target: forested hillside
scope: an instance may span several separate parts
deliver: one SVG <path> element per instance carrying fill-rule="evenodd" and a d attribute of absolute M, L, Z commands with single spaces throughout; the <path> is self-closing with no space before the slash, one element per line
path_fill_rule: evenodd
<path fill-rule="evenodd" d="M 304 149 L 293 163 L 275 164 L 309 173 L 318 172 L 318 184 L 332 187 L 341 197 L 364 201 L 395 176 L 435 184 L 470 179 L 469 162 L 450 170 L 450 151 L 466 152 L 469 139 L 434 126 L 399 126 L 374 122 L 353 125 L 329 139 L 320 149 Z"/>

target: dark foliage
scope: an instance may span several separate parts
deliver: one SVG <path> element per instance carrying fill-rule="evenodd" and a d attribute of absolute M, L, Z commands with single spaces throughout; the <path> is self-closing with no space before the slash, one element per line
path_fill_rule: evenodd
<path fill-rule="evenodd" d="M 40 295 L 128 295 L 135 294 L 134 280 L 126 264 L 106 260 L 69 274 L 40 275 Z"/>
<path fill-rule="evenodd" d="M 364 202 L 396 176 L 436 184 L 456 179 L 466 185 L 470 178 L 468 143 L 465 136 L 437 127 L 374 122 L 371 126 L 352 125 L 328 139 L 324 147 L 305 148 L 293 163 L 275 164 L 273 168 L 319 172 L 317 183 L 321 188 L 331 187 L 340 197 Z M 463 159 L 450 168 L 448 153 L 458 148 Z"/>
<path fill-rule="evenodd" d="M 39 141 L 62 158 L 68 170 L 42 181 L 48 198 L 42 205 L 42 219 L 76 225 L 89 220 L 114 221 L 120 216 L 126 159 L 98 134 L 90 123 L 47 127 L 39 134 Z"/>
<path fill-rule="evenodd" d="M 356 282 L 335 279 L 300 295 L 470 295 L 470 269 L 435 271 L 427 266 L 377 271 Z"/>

+---+

Can you copy out every line of the material between the line holding "target: dark foliage" and the end of the material, both ends included?

target: dark foliage
scope: an instance may span several separate parts
deliver: one SVG <path> element per instance carrying fill-rule="evenodd" and a d attribute of absolute M, L, Z commands with single spaces throughout; the <path> is self-closing with no space before the slash, one element per line
path_fill_rule: evenodd
<path fill-rule="evenodd" d="M 40 295 L 128 295 L 135 294 L 134 280 L 126 264 L 106 260 L 69 274 L 40 275 Z"/>
<path fill-rule="evenodd" d="M 364 202 L 396 176 L 436 184 L 456 179 L 466 185 L 470 178 L 468 143 L 465 136 L 437 127 L 374 122 L 371 126 L 352 125 L 328 139 L 324 147 L 305 148 L 293 163 L 275 164 L 273 168 L 319 172 L 317 183 L 321 188 L 331 187 L 340 197 Z M 463 159 L 450 168 L 448 153 L 458 148 Z"/>
<path fill-rule="evenodd" d="M 39 141 L 62 158 L 68 170 L 42 181 L 48 198 L 42 205 L 42 219 L 76 225 L 89 220 L 114 221 L 120 216 L 126 159 L 98 134 L 90 123 L 47 127 L 39 134 Z"/>
<path fill-rule="evenodd" d="M 356 282 L 335 279 L 300 295 L 470 295 L 470 269 L 435 271 L 427 266 L 377 271 Z"/>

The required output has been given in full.